WORK REQUEST
Work through the material below line by line and say how many lines include the word "target". Only the number, please.

Segment Open

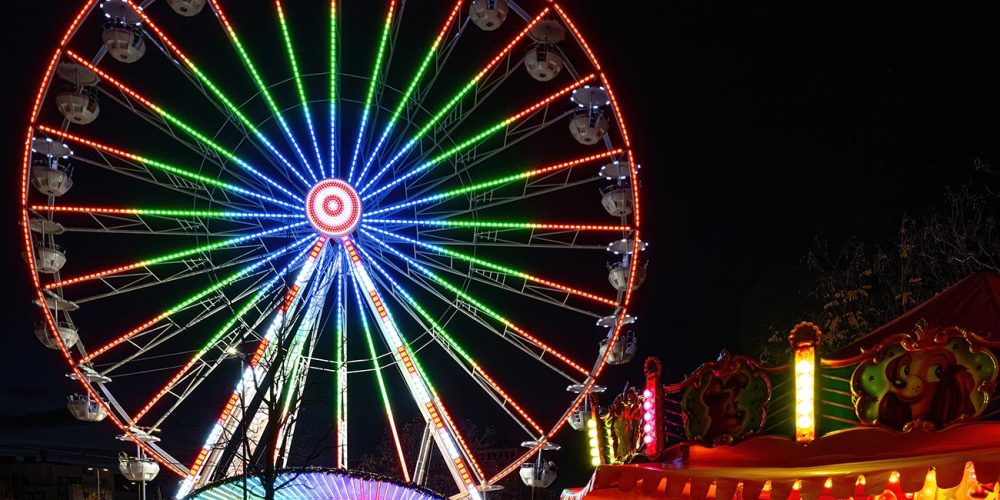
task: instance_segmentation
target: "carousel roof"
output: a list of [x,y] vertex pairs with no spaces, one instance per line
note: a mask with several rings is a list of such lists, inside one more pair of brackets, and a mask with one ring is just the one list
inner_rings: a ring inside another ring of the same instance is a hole
[[972,474],[980,483],[992,483],[1000,474],[1000,424],[908,432],[857,427],[808,446],[788,437],[758,436],[733,446],[681,444],[672,451],[672,461],[602,465],[587,486],[566,491],[563,499],[728,499],[737,487],[738,498],[784,500],[795,493],[803,499],[847,498],[887,489],[904,494],[950,489]]
[[1000,339],[1000,276],[985,271],[970,274],[829,357],[854,356],[859,349],[874,346],[890,335],[913,331],[921,320],[938,326],[957,326],[994,340]]

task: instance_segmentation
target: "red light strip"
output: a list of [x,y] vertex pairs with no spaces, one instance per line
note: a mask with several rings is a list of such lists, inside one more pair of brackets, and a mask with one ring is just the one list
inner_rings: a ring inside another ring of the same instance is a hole
[[539,278],[538,276],[535,276],[535,275],[532,275],[532,274],[526,274],[525,276],[527,276],[527,278],[529,280],[534,281],[535,283],[538,283],[540,285],[545,285],[545,286],[550,287],[550,288],[555,288],[556,290],[562,290],[562,291],[564,291],[566,293],[569,293],[569,294],[572,294],[572,295],[576,295],[576,296],[579,296],[579,297],[583,297],[583,298],[586,298],[586,299],[590,299],[590,300],[593,300],[593,301],[596,301],[596,302],[602,302],[602,303],[608,304],[610,306],[618,306],[618,301],[609,299],[607,297],[601,297],[600,295],[594,295],[594,294],[592,294],[590,292],[584,292],[583,290],[578,290],[578,289],[573,288],[573,287],[569,287],[569,286],[566,286],[566,285],[560,285],[559,283],[556,283],[554,281],[549,281],[547,279]]
[[522,109],[516,115],[511,116],[510,118],[507,118],[506,120],[504,120],[504,124],[515,122],[517,120],[520,120],[521,118],[523,118],[526,115],[529,115],[531,113],[534,113],[535,111],[538,111],[543,106],[547,106],[552,101],[554,101],[554,100],[556,100],[556,99],[558,99],[560,97],[565,96],[566,94],[572,92],[573,90],[575,90],[577,88],[582,87],[585,83],[593,80],[595,76],[597,76],[597,75],[595,75],[594,73],[591,73],[589,75],[581,77],[579,80],[576,80],[575,82],[573,82],[573,83],[571,83],[571,84],[569,84],[569,85],[567,85],[567,86],[559,89],[559,91],[557,91],[556,93],[554,93],[554,94],[546,97],[545,99],[543,99],[541,101],[536,102],[535,104],[532,104],[528,108]]
[[[59,41],[59,47],[56,48],[55,52],[52,54],[52,57],[49,59],[49,63],[46,66],[45,72],[43,73],[42,76],[42,83],[39,85],[38,92],[35,94],[35,101],[31,108],[28,129],[25,134],[24,153],[22,155],[22,161],[21,161],[21,206],[22,207],[24,207],[28,203],[28,173],[30,172],[31,168],[31,140],[34,137],[35,123],[38,120],[38,114],[39,111],[41,110],[42,99],[44,98],[45,92],[49,87],[49,82],[52,78],[52,73],[55,70],[56,63],[59,61],[59,58],[62,55],[63,50],[66,48],[66,43],[69,42],[70,37],[73,36],[73,33],[76,32],[77,26],[80,25],[80,22],[87,15],[87,13],[90,12],[91,9],[93,9],[96,3],[97,0],[88,0],[83,5],[83,7],[80,8],[76,16],[70,22],[69,27],[66,29],[66,32],[63,34],[62,39],[60,39]],[[21,223],[22,223],[21,225],[22,225],[23,243],[25,252],[27,252],[28,255],[28,267],[30,268],[31,279],[35,286],[35,295],[41,304],[45,304],[45,296],[42,295],[41,283],[38,280],[38,272],[37,268],[35,267],[35,258],[32,248],[33,245],[31,244],[31,229],[28,225],[28,211],[25,209],[21,210]],[[125,424],[121,421],[121,419],[118,418],[118,415],[108,405],[108,403],[104,399],[102,399],[101,395],[94,390],[93,386],[91,386],[90,383],[86,382],[86,377],[80,371],[80,368],[76,366],[75,363],[73,363],[73,356],[70,354],[69,349],[66,347],[66,344],[63,343],[62,337],[58,334],[59,330],[57,329],[55,320],[52,317],[52,312],[49,310],[48,307],[43,306],[41,309],[42,309],[42,315],[45,317],[45,322],[49,327],[49,332],[56,340],[56,344],[59,346],[59,351],[66,359],[66,362],[69,364],[70,369],[73,371],[73,374],[76,375],[77,380],[80,381],[80,385],[83,386],[83,389],[87,392],[88,395],[90,395],[91,399],[93,401],[96,401],[97,404],[100,405],[102,409],[104,409],[105,413],[107,413],[108,415],[108,418],[111,420],[111,423],[114,424],[115,427],[117,427],[120,431],[122,431],[125,434],[125,436],[131,438],[131,440],[135,442],[136,445],[139,446],[139,448],[141,448],[149,456],[153,457],[161,465],[166,467],[167,470],[179,476],[183,476],[184,471],[182,471],[176,465],[174,465],[173,462],[164,459],[159,452],[153,450],[148,444],[139,440],[136,437],[135,433],[132,432],[128,427],[126,427]]]
[[552,7],[556,9],[556,12],[559,13],[559,17],[562,18],[566,26],[569,26],[570,31],[573,32],[573,35],[576,36],[576,40],[580,42],[580,45],[583,47],[583,51],[586,52],[587,57],[590,58],[590,63],[594,65],[594,69],[601,71],[601,63],[597,61],[597,56],[594,54],[594,51],[590,50],[590,45],[588,45],[587,40],[583,38],[583,34],[580,33],[580,30],[576,29],[576,24],[573,24],[573,20],[566,15],[566,13],[562,10],[562,7],[559,7],[559,4],[552,2],[551,0],[550,2],[552,3]]
[[501,50],[500,53],[493,58],[492,61],[489,62],[489,64],[484,66],[483,69],[480,70],[478,74],[476,74],[476,77],[473,79],[473,81],[476,82],[481,80],[484,76],[486,76],[487,73],[490,72],[491,69],[493,69],[494,66],[496,66],[501,60],[503,60],[504,57],[507,57],[507,54],[514,48],[515,45],[517,45],[517,42],[520,42],[522,38],[527,36],[527,34],[531,32],[531,28],[534,28],[535,25],[538,24],[539,21],[544,19],[545,15],[548,13],[549,13],[548,7],[542,9],[542,11],[539,12],[538,15],[535,16],[535,18],[532,19],[531,22],[528,23],[528,25],[525,26],[524,29],[521,30],[521,32],[518,33],[517,36],[515,36],[514,39],[511,40],[510,43],[508,43],[507,46],[504,47],[503,50]]
[[[573,21],[570,19],[570,17],[566,14],[565,11],[562,10],[562,8],[559,7],[558,4],[556,4],[553,0],[549,0],[549,2],[552,3],[552,6],[559,13],[559,16],[562,18],[563,22],[567,26],[569,26],[570,30],[576,36],[576,39],[579,41],[580,45],[583,47],[584,52],[586,52],[587,56],[590,58],[591,63],[594,65],[594,67],[598,71],[600,71],[601,70],[601,66],[600,66],[600,63],[597,60],[597,56],[594,54],[593,50],[591,50],[590,45],[587,44],[587,41],[586,41],[586,39],[584,39],[582,33],[580,33],[580,31],[576,28],[576,25],[573,23]],[[627,131],[626,127],[625,127],[625,122],[624,122],[624,120],[622,118],[621,110],[619,108],[619,104],[617,102],[617,99],[614,97],[614,93],[611,90],[611,84],[608,81],[608,78],[606,77],[606,75],[604,75],[604,73],[601,73],[601,81],[602,81],[602,83],[604,84],[605,88],[608,91],[608,97],[612,101],[612,107],[613,107],[613,109],[615,111],[615,115],[616,115],[616,117],[618,119],[618,124],[619,124],[619,127],[621,128],[621,131],[622,131],[622,137],[624,138],[624,140],[626,141],[626,145],[628,146],[629,145],[628,131]],[[632,205],[633,205],[633,220],[635,222],[635,231],[632,233],[632,241],[633,241],[633,244],[635,245],[635,248],[639,248],[639,241],[640,241],[639,240],[639,220],[640,220],[640,218],[639,218],[639,189],[638,189],[639,184],[637,182],[637,174],[638,174],[638,172],[636,170],[635,158],[634,158],[631,146],[629,146],[629,149],[627,151],[627,155],[628,155],[628,160],[629,160],[629,167],[630,167],[630,170],[631,170],[631,179],[632,179],[632,186],[633,186],[633,189],[632,189],[633,203],[632,203]],[[552,430],[550,430],[549,433],[543,439],[541,439],[537,445],[535,445],[533,448],[531,448],[530,450],[528,450],[525,454],[523,454],[521,457],[519,457],[517,460],[515,460],[511,465],[505,467],[503,470],[501,470],[496,475],[494,475],[492,478],[490,478],[490,480],[488,481],[489,483],[493,483],[493,482],[499,481],[501,478],[503,478],[507,474],[511,473],[514,469],[520,467],[520,465],[522,463],[524,463],[526,460],[528,460],[529,458],[531,458],[532,455],[534,455],[539,450],[541,450],[541,448],[543,446],[545,446],[545,443],[548,442],[548,440],[552,436],[554,436],[555,433],[558,432],[559,429],[561,429],[563,425],[566,424],[566,420],[569,418],[569,416],[572,415],[572,413],[577,408],[579,408],[579,406],[583,403],[584,396],[585,396],[586,392],[589,391],[594,386],[594,384],[597,382],[597,377],[604,370],[604,368],[606,366],[606,363],[607,363],[608,354],[611,352],[611,347],[618,341],[618,337],[621,335],[621,329],[622,329],[622,326],[623,326],[622,319],[625,316],[625,313],[626,313],[628,305],[631,304],[631,301],[632,301],[632,293],[633,293],[632,292],[632,287],[633,287],[633,284],[635,283],[635,273],[636,273],[636,269],[638,268],[638,263],[639,263],[639,259],[637,259],[637,258],[632,259],[631,269],[630,269],[630,272],[629,272],[628,287],[626,288],[625,296],[624,296],[624,298],[622,300],[621,313],[619,315],[619,318],[618,318],[618,321],[617,321],[617,323],[615,325],[615,328],[612,331],[611,339],[608,341],[608,349],[605,350],[605,354],[604,354],[604,356],[600,360],[600,364],[598,366],[597,372],[594,374],[594,377],[591,378],[587,382],[585,390],[580,394],[579,397],[577,397],[577,399],[574,402],[574,404],[563,415],[563,417],[558,422],[556,422],[556,424],[553,426]]]
[[437,47],[441,44],[441,40],[444,39],[444,35],[448,33],[448,28],[451,27],[451,23],[455,21],[455,17],[458,16],[458,11],[462,8],[462,4],[465,0],[458,0],[455,5],[451,8],[451,13],[448,14],[448,19],[441,26],[441,30],[438,31],[437,38],[434,39],[433,47]]
[[77,63],[85,66],[87,69],[93,71],[94,73],[97,73],[101,77],[102,80],[107,81],[108,83],[114,85],[115,87],[118,88],[118,90],[121,90],[122,92],[128,94],[129,97],[131,97],[131,98],[133,98],[133,99],[141,102],[143,104],[143,106],[146,106],[147,108],[149,108],[149,109],[151,109],[153,111],[156,111],[159,114],[163,114],[163,108],[161,108],[161,107],[153,104],[152,101],[150,101],[149,99],[146,99],[145,97],[139,95],[138,92],[132,90],[131,88],[129,88],[128,86],[126,86],[124,83],[119,82],[117,79],[115,79],[111,75],[105,73],[104,71],[102,71],[101,69],[99,69],[97,66],[94,66],[93,64],[90,64],[90,61],[84,59],[83,57],[81,57],[80,55],[78,55],[76,52],[73,52],[72,50],[67,50],[66,51],[66,55],[69,56],[69,57],[71,57],[72,59],[74,59]]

Segment Closed

TASK ANSWER
2